Start of Data for this task

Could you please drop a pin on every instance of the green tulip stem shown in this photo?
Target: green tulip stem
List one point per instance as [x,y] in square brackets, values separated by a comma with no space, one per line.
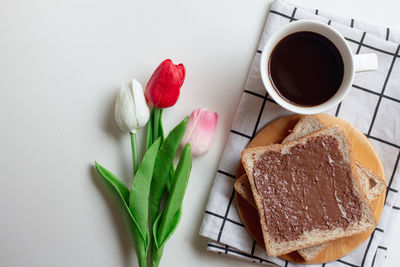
[156,126]
[134,152]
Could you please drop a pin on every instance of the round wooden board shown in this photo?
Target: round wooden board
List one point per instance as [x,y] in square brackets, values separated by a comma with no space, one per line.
[362,151]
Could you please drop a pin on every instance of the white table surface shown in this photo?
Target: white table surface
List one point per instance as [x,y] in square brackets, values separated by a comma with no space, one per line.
[61,64]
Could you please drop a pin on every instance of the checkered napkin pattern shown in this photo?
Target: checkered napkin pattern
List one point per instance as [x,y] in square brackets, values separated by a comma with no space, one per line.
[373,106]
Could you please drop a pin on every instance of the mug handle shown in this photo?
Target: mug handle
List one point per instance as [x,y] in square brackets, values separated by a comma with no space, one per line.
[365,62]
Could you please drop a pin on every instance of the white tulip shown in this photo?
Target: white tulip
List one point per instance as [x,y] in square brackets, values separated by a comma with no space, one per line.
[131,110]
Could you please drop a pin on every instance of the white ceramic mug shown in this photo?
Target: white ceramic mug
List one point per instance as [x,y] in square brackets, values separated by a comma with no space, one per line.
[351,63]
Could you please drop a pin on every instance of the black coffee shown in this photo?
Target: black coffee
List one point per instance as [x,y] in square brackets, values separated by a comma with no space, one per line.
[306,68]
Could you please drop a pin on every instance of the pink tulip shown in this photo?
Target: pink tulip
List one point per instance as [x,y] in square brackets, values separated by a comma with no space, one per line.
[200,130]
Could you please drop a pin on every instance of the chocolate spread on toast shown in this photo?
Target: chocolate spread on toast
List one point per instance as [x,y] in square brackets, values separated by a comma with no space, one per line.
[309,188]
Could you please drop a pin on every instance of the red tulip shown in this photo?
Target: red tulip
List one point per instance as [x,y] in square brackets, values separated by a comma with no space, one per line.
[162,90]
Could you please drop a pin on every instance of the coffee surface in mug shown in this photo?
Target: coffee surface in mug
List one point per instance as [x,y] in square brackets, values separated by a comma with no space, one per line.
[305,68]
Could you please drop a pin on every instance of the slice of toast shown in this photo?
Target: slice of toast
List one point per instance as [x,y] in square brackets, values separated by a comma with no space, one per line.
[352,215]
[371,184]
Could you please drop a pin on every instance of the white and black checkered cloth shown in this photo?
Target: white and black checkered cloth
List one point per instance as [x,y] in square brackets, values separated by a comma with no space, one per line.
[373,106]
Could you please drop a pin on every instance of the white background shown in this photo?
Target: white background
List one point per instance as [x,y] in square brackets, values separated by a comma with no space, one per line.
[61,65]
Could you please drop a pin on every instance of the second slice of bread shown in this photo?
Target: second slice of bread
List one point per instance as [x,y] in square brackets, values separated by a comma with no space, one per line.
[277,246]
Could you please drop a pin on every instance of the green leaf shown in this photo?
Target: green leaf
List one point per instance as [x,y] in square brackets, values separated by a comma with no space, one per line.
[164,163]
[121,195]
[139,196]
[149,139]
[172,213]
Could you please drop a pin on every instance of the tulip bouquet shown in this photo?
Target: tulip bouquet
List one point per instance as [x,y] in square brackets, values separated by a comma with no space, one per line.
[152,208]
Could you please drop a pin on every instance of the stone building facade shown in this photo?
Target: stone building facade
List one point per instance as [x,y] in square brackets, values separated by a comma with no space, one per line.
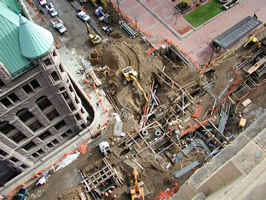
[39,107]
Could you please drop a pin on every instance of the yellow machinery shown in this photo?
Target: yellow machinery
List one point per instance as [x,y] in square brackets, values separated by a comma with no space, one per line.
[130,75]
[104,2]
[252,40]
[94,38]
[137,191]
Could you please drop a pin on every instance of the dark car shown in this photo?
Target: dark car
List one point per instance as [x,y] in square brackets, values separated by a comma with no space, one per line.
[21,195]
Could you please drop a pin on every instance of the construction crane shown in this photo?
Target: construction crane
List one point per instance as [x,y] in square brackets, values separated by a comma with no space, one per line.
[93,37]
[137,191]
[130,75]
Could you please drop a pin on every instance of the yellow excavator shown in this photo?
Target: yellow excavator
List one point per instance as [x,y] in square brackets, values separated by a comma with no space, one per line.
[130,75]
[136,191]
[251,41]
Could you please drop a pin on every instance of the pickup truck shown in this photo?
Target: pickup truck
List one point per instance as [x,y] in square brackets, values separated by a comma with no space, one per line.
[58,25]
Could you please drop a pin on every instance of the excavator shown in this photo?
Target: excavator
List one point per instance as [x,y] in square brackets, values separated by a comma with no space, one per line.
[136,191]
[130,75]
[251,41]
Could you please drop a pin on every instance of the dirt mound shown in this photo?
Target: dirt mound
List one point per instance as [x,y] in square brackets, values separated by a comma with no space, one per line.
[113,58]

End of Data for this task

> _Task requirements_: Copy out the material exactly as it stands, though no picture should appear in the copy.

> _Answer box_:
Could you please drop a pin on every instance of the green tulip stem shown in this photo?
Target: green tulip stem
List one point per instance as [x,y] in square brackets, values separated by a comma with no space, one per line.
[156,126]
[134,152]
Could you please drop a pin on every instance of the round wooden board shown in this photo?
Target: round wooden board
List one point per instance as [x,y] in square brackets, values separated by a comma with no space, one per line.
[362,151]
Could you please drop a pin on every instance of the white table surface shown in this photo?
Target: white table surface
List one point per instance as [x,y] in square brackets, values separated by a comma with no space, one per line.
[61,64]
Could you please drop a pin on every instance of the checkered napkin pattern shown in this photo?
Target: checkered napkin pattern
List one point per instance as [x,y] in square brackets, values separated by a comma with no space, one per line.
[373,106]
Could you please drop a pin on every instance of the mug handle shown in this photo?
Target: mug handle
List one point per instance as [x,y] in square brackets, values separated by a comma with no space, one per line.
[365,62]
Could you please drop a pin on every instance of the white tulip shown in this photo?
Target: white tulip
List one point per instance as [x,y] in square brackets, values separated by a comma with no space, one per line.
[131,110]
Could you please drop a pin on every instance of the white ceramic mug shown in this photo?
Target: white ceramic mug
List one point per instance as [x,y] in square brackets, values separated by a comma with no space, one per line.
[351,63]
Could you please drop a pin on every instance of the black coffee shown in this photo?
Target: black coffee
List one point per instance as [x,y] in square brackets, values separated by a comma with no space, one per line.
[306,68]
Could you please drop a pin on every instance of the pink tulip shown in this photo?
Target: pink tulip
List one point per instance as [x,y] in square brackets, values separated by a comma with no space, one per line.
[200,130]
Could you please drop a pin on every instance of the chocolate spread on toast shown in this photo?
Target: chocolate spread on toast
List one point per instance as [x,y] in square brackets, values separated by a comma with no space, one per line.
[309,188]
Could you please drop a pin on every instance of the red tulip shown in this photo?
Target: red tulip
List one point per instance as [x,y] in square brackets, values separated by a comma with no space, one per line.
[162,90]
Could you please drop a pin on every instance of the coffee surface in mug shown in this photo?
Target: coffee surface in mug
List one point per instance as [x,y] in square brackets, values separated by a comma with no space, one per line.
[305,68]
Could you please drop a pin on every instance of the slice of toast shown in this photo?
Target: slice of toast
List one point per instance as [x,y] in square brackets, values separated by a comma with no space, one per line.
[352,215]
[371,184]
Could you please drop a pin on every instance of the white and black checkered cloth shown in this photo?
Target: white and black checkered cloth
List one point per instance as [x,y] in square brackets, values separated by a comma with no space, one per line.
[373,106]
Could you please drop a pin on every instance of the white background shown in this photo?
Target: white background
List one point per instance as [x,y] in square brackets, values separated by a comma with no space, one per line.
[61,65]
Could you please drop a pin on every instance of the second slice of bread shown in this photo?
Target: second slice of bread
List one point per instance as [x,y] in square brackets, values separated by a comma with no space, one per line.
[277,246]
Could you please drop a pin on every instance of the green leaf shown in this photo?
Target: green leaf
List one point per instance as [x,y] in square brackets, values separated by a comma with no space, one per line.
[164,163]
[121,195]
[139,196]
[149,139]
[172,213]
Could you please drop a pin on every instance of the tulip bouquet shown in this photo?
Target: tulip bouquet
List one point per instance as [x,y] in square brackets, values separated by a comma with no space, one per line.
[152,208]
Could you please drop a pin on every instance of the stone building facade shown in this photo?
Target: stone building facade
List one point per instance as [x,y] in square brackets, values separated by a comma with no space, one per line.
[39,107]
Could you please drop a pin on every instance of the yellow machinery shown in this photo?
Target: yellow machinery
List one point per instance as [x,y] in square brackets, values separated by a comma with no space, one per line.
[130,75]
[104,2]
[252,40]
[94,38]
[137,191]
Could you please drop a pin on every instance of the dark car shown in this photo?
Target: dark car
List one point per instance as [x,y] in square brackets, values separated by a comma with no space, one per line.
[21,195]
Could you please drop a pin on every instance of the construction crane shown in this photo?
Target: construction crane
List one point per instance as [x,y] in square brackets, values separated by a comma with no space, one per line.
[93,37]
[137,191]
[130,75]
Could you please drop a pin on every instance of the yellow excavator shown in this photo?
Target: yellow excavator
List one point per instance as [x,y] in square brackets, values separated by a comma with no space, one per line.
[130,75]
[136,191]
[251,41]
Could you please drop a pin on every instance of the pickup truck shown in this photo?
Target: pickup truck
List one point per instance as [x,y] in square brackets, values separated by a comma with no space, one per line.
[58,25]
Could you please drop a pin on every instance of the excavator shown in this photo?
Target: excavator
List one point per instance as [x,y] in square brackets, values separated by a comma with no space, one per line.
[136,191]
[130,75]
[251,41]
Could you please drop a pin on every instance of the dirt mound shown in this photo?
Target: dirt mound
List one point per instance as [x,y] in square brackets, values separated by a comma with no space, one per line.
[113,58]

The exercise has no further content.